## DESCRIPTION OF THE TASK
Find every line in the entries below that contains the word "crusty", and copy each of those lines.

## EXTRACTED MATERIAL
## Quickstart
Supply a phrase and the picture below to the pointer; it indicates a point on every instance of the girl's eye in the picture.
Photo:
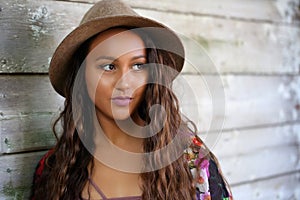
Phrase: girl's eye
(108, 67)
(138, 66)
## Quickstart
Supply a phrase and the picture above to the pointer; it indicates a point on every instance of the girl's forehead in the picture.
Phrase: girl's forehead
(114, 42)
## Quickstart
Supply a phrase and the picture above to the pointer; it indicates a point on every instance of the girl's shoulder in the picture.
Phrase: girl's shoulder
(208, 180)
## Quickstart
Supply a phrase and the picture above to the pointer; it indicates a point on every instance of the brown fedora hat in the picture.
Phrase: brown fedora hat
(101, 16)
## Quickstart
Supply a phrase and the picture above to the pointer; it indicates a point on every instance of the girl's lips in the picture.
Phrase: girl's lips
(121, 101)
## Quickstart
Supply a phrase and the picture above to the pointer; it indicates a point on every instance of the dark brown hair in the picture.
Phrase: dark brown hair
(66, 171)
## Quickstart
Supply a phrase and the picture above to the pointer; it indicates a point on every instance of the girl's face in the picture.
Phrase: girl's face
(116, 74)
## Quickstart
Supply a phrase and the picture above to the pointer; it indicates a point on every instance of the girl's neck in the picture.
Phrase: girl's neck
(120, 133)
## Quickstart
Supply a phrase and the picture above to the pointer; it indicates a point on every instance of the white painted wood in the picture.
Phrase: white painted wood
(234, 46)
(263, 163)
(262, 10)
(250, 141)
(281, 188)
(16, 172)
(240, 101)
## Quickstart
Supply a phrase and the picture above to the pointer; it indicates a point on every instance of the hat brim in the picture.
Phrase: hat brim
(163, 38)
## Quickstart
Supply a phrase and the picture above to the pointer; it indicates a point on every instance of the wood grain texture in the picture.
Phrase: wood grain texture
(239, 101)
(235, 46)
(253, 44)
(282, 187)
(284, 11)
(28, 108)
(16, 172)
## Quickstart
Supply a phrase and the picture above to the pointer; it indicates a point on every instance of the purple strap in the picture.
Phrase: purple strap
(97, 189)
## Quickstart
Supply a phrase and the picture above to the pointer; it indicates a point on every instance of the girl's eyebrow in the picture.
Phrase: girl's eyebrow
(112, 58)
(106, 58)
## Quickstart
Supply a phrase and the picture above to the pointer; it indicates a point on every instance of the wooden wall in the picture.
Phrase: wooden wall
(254, 45)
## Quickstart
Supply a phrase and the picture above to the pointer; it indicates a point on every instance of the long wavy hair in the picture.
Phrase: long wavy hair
(66, 170)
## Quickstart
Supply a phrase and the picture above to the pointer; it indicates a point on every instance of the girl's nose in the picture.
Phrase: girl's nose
(123, 81)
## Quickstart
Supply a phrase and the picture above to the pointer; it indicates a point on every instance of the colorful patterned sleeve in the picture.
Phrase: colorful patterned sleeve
(208, 181)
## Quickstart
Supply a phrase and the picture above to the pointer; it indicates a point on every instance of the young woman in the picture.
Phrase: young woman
(123, 136)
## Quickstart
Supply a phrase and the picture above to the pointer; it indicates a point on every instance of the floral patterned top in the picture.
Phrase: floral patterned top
(207, 179)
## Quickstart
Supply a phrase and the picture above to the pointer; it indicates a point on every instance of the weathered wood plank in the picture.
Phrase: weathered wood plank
(263, 163)
(29, 106)
(249, 101)
(16, 172)
(236, 46)
(31, 30)
(282, 187)
(267, 10)
(250, 141)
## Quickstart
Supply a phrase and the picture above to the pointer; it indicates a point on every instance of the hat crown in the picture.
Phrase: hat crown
(107, 8)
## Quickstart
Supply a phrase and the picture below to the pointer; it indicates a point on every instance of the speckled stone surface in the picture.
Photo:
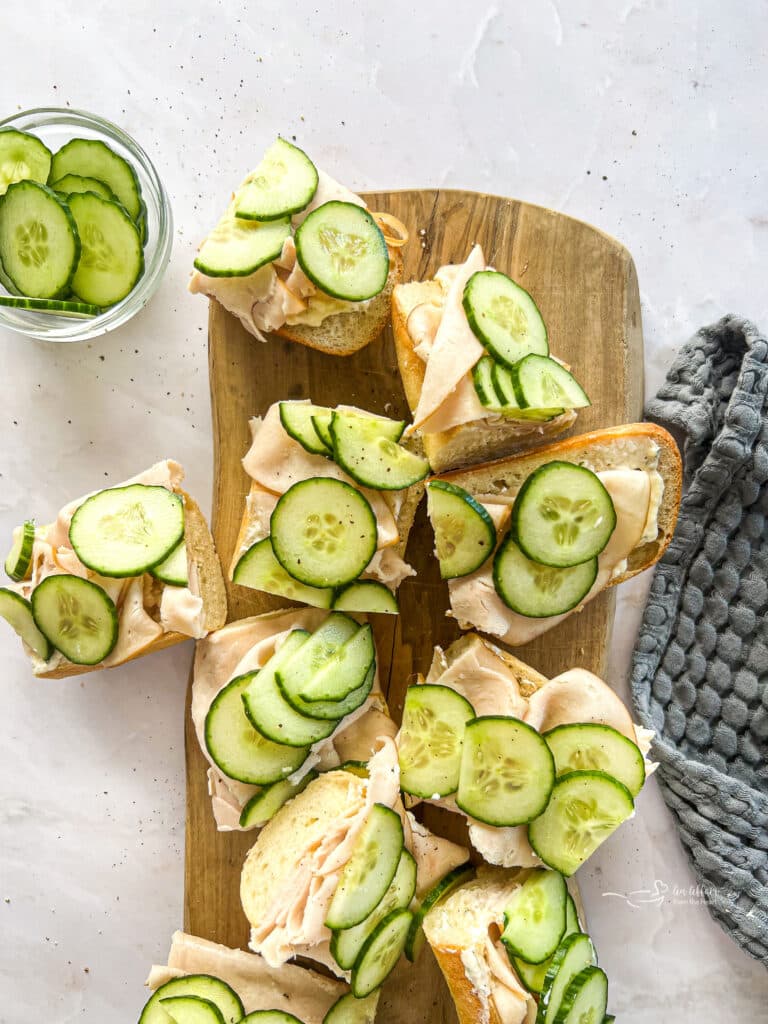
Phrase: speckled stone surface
(636, 117)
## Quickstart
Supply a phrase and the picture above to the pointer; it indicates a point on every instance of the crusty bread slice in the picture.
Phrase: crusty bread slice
(634, 445)
(468, 443)
(345, 334)
(204, 562)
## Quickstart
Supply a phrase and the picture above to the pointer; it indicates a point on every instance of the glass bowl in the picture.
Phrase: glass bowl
(56, 126)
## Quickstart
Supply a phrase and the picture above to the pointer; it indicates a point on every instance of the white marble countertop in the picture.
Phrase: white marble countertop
(644, 119)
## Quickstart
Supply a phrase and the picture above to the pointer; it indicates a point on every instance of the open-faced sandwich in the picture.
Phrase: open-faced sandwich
(207, 983)
(512, 950)
(298, 254)
(119, 573)
(474, 358)
(333, 496)
(544, 770)
(527, 540)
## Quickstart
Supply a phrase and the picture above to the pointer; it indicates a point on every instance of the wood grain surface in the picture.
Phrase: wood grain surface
(586, 286)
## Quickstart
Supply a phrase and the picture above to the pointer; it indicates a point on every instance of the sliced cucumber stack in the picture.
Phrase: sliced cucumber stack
(284, 182)
(465, 535)
(434, 719)
(507, 772)
(341, 249)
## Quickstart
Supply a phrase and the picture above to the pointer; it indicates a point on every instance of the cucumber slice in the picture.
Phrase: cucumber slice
(77, 616)
(465, 535)
(124, 531)
(23, 158)
(174, 569)
(19, 557)
(259, 569)
(585, 809)
(370, 870)
(265, 804)
(320, 648)
(573, 954)
(562, 515)
(113, 257)
(237, 248)
(344, 671)
(341, 249)
(268, 711)
(238, 750)
(371, 459)
(284, 182)
(534, 975)
(205, 986)
(415, 939)
(586, 998)
(192, 1010)
(504, 316)
(431, 736)
(538, 591)
(56, 307)
(380, 953)
(347, 943)
(367, 595)
(76, 182)
(16, 611)
(324, 531)
(542, 383)
(507, 771)
(590, 745)
(93, 159)
(535, 919)
(296, 418)
(39, 242)
(349, 1010)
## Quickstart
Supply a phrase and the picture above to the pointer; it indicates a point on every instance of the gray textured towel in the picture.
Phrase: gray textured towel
(700, 666)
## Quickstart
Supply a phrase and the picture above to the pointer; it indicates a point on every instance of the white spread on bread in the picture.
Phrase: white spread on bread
(280, 292)
(140, 617)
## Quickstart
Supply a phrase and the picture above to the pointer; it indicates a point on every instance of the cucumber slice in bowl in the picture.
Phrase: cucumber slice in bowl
(113, 257)
(284, 182)
(535, 918)
(77, 617)
(504, 316)
(367, 595)
(465, 535)
(19, 557)
(39, 241)
(205, 986)
(237, 749)
(539, 591)
(124, 531)
(372, 459)
(590, 745)
(93, 159)
(562, 515)
(341, 249)
(585, 809)
(431, 736)
(370, 870)
(16, 611)
(324, 531)
(237, 248)
(507, 772)
(23, 158)
(259, 569)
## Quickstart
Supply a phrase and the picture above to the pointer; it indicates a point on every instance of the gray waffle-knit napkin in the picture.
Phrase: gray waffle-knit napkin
(699, 675)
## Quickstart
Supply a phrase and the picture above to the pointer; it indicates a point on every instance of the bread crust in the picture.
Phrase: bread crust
(201, 550)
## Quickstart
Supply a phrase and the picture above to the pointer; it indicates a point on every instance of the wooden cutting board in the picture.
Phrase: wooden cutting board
(586, 286)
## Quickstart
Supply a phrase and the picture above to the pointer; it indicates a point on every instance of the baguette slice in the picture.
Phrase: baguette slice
(472, 442)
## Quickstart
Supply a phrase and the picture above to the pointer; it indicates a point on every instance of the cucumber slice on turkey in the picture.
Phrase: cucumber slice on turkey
(284, 182)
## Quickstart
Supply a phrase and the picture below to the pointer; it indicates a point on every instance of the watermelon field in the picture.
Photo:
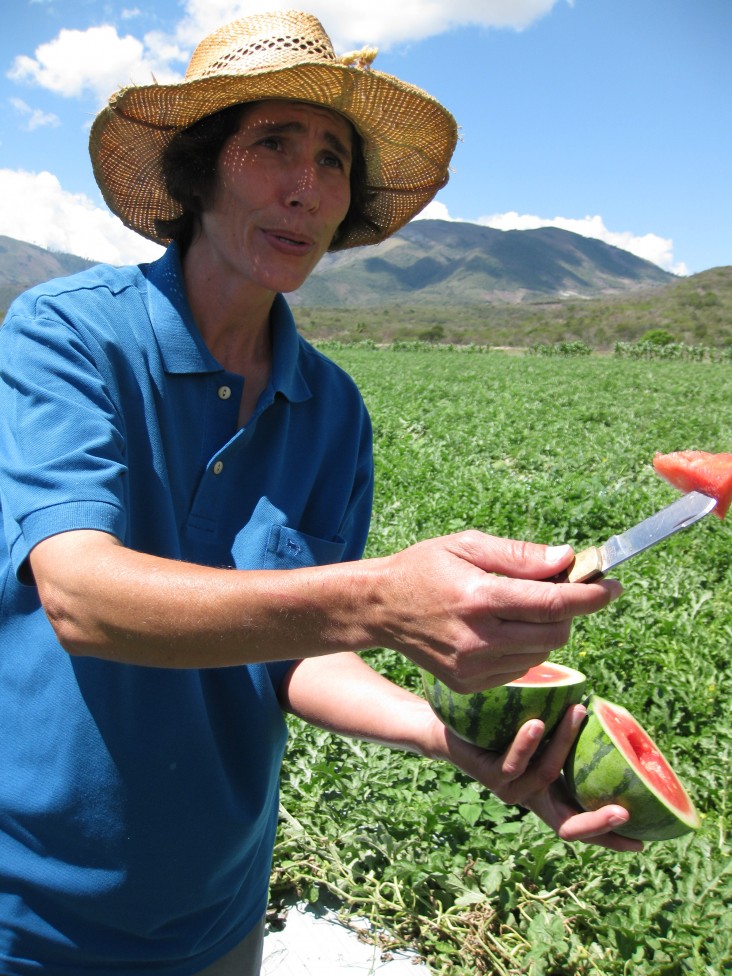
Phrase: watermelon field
(553, 449)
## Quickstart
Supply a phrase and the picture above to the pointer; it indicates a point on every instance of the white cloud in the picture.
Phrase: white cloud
(36, 209)
(35, 118)
(99, 60)
(96, 61)
(651, 247)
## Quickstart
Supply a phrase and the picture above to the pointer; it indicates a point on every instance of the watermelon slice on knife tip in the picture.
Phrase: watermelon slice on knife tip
(701, 471)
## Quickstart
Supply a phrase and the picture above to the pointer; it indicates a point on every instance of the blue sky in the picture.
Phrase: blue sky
(611, 118)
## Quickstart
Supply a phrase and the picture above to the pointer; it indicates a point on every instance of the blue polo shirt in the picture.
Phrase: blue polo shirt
(138, 806)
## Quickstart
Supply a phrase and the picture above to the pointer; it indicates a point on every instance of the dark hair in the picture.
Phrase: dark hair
(189, 171)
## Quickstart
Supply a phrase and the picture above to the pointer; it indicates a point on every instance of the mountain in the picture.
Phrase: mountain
(437, 262)
(428, 262)
(23, 265)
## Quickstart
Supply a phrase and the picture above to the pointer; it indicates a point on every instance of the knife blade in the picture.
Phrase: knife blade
(595, 562)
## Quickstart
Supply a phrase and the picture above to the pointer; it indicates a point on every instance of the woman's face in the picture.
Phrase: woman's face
(282, 190)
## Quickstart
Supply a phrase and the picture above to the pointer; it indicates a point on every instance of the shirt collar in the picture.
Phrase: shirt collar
(182, 348)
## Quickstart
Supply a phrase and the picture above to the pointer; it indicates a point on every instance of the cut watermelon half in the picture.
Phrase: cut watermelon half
(701, 471)
(491, 718)
(614, 760)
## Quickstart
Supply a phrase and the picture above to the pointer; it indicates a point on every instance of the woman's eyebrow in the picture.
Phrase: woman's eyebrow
(277, 128)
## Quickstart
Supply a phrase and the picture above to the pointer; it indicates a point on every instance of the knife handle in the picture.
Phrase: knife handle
(587, 566)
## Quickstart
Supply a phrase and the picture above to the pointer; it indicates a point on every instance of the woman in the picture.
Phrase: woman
(170, 446)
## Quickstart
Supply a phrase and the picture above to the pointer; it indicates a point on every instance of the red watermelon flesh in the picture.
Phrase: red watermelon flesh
(542, 674)
(643, 755)
(614, 760)
(701, 471)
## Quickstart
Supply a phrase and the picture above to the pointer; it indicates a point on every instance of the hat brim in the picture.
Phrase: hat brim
(408, 138)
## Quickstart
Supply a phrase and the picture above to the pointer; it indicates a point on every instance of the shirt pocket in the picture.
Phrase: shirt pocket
(289, 549)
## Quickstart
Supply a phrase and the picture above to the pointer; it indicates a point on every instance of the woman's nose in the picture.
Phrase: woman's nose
(304, 190)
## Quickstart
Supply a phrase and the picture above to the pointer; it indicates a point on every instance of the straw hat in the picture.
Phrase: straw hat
(408, 136)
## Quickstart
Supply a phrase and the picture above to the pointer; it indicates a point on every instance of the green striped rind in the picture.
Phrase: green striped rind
(491, 718)
(597, 773)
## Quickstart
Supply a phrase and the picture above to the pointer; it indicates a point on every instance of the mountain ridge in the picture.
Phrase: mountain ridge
(428, 262)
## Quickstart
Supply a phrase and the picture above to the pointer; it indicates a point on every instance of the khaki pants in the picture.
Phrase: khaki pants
(244, 960)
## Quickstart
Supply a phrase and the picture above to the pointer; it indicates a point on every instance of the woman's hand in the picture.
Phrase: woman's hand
(472, 608)
(521, 777)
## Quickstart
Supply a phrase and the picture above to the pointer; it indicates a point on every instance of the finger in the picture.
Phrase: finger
(534, 601)
(521, 751)
(512, 557)
(597, 827)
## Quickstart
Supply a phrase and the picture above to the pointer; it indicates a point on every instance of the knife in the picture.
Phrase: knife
(595, 562)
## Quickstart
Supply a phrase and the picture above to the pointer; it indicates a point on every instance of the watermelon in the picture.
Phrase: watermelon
(614, 760)
(701, 471)
(491, 718)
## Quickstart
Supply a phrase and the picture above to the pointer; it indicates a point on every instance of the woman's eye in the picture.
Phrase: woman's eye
(335, 161)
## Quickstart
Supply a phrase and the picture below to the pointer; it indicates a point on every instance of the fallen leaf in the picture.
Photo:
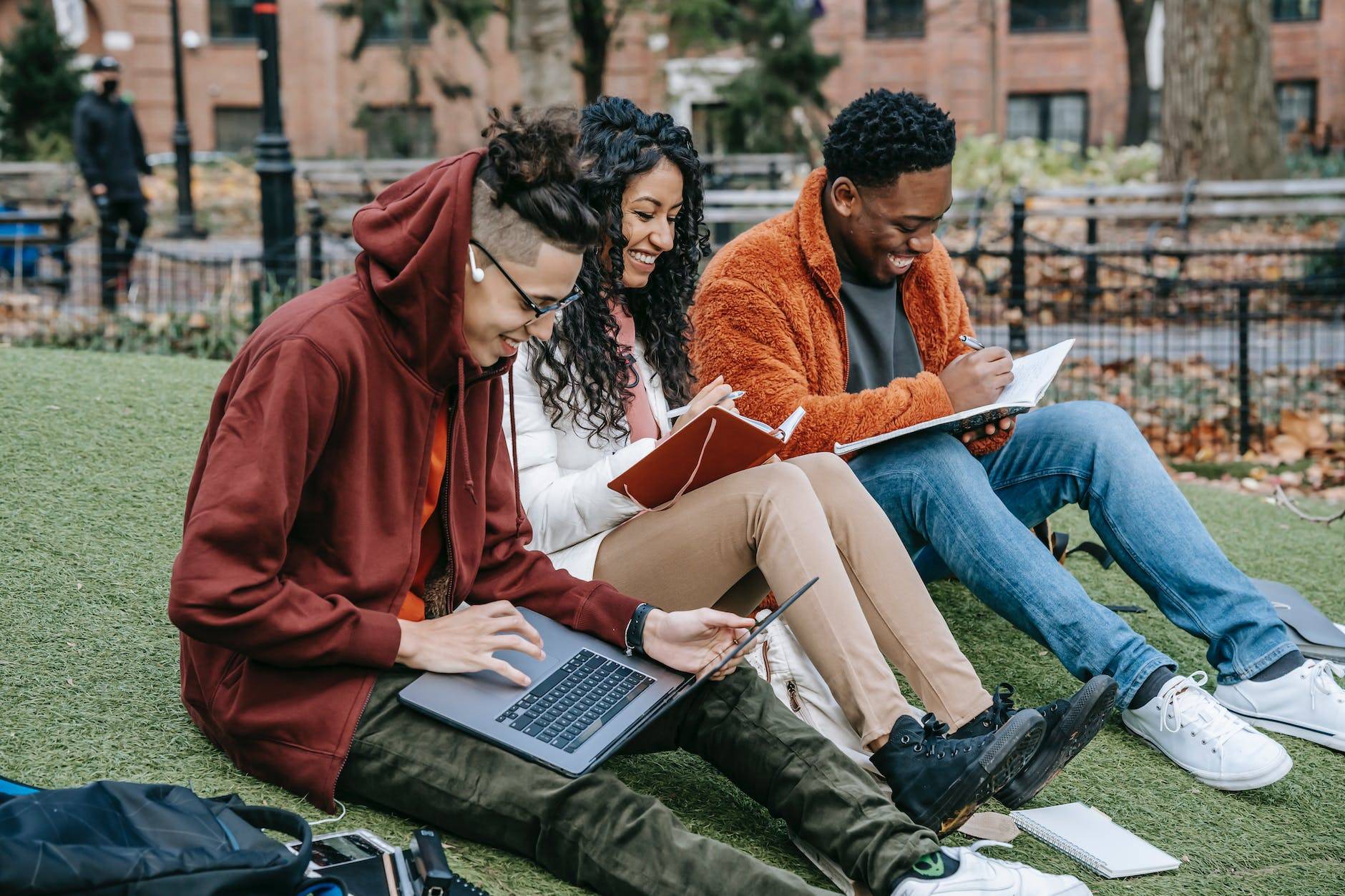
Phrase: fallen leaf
(1308, 428)
(1288, 448)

## EXERCISE RESPONSE
Supply a phrase and the picture above to the pointer; it indicates a point on every instance of the crusty bread slice in the picture.
Phrase: crusty bread slice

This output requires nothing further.